[start of THE INPUT]

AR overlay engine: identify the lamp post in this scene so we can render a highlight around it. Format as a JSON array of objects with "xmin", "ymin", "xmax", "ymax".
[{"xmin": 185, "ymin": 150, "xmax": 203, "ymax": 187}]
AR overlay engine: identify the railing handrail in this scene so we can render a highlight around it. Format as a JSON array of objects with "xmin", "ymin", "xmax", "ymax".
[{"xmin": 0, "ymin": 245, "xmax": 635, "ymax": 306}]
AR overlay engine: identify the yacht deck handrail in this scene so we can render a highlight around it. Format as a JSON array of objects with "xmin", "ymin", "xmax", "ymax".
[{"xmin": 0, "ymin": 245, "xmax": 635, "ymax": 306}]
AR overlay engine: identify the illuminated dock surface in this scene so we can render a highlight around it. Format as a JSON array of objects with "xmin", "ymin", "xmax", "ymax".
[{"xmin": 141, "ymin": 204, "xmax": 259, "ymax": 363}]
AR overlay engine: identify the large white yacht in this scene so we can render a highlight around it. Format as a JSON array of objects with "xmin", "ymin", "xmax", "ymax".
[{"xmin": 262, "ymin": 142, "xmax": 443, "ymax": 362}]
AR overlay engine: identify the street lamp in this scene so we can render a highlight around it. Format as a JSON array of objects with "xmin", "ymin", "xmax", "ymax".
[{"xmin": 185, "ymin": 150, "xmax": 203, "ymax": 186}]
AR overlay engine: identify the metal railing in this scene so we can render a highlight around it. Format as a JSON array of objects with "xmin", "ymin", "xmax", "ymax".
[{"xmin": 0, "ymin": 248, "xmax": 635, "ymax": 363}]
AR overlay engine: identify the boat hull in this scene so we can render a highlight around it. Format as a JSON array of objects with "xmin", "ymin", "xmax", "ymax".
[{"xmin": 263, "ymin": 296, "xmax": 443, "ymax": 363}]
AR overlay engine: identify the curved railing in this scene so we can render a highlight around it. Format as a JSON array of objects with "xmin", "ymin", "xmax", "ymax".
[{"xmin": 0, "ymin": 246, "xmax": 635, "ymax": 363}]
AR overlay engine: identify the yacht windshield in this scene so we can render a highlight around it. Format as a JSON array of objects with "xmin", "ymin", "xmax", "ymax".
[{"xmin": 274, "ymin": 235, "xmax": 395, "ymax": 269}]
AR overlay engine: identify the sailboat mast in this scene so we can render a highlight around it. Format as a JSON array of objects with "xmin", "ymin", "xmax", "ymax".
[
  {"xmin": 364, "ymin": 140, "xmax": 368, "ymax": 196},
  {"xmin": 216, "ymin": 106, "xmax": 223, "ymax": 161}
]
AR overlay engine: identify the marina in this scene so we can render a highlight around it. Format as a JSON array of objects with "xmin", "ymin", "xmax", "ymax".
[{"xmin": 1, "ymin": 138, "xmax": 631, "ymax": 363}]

[end of THE INPUT]
[start of THE INPUT]

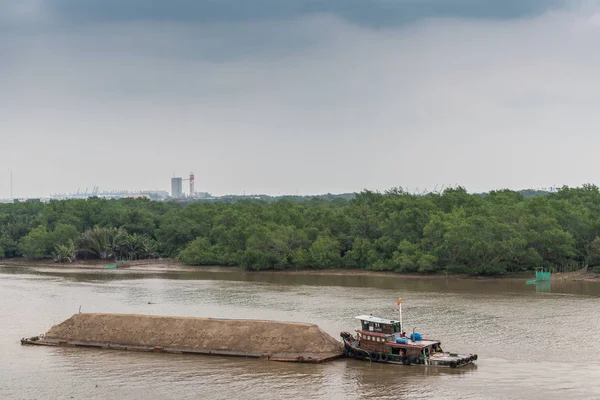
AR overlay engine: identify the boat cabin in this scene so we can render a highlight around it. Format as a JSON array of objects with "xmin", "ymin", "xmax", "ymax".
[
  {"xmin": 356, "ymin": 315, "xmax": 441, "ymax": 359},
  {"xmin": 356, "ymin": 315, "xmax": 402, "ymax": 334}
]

[end of THE INPUT]

• **WRITTEN REQUEST**
Show every line from the items above that contains the string "handrail", copying each line in full. Case counts when matching.

• **WORKED ANSWER**
AR overlay engine: identify the railing handrail in this scene so we can render a highlight around it. Format as a JSON array of objects with "xmin", "ymin", "xmax", "ymax".
AR overlay engine: identify the yacht deck handrail in this scene so we can render a highlight around it. Format as a JSON array of objects with "xmin", "ymin", "xmax", "ymax".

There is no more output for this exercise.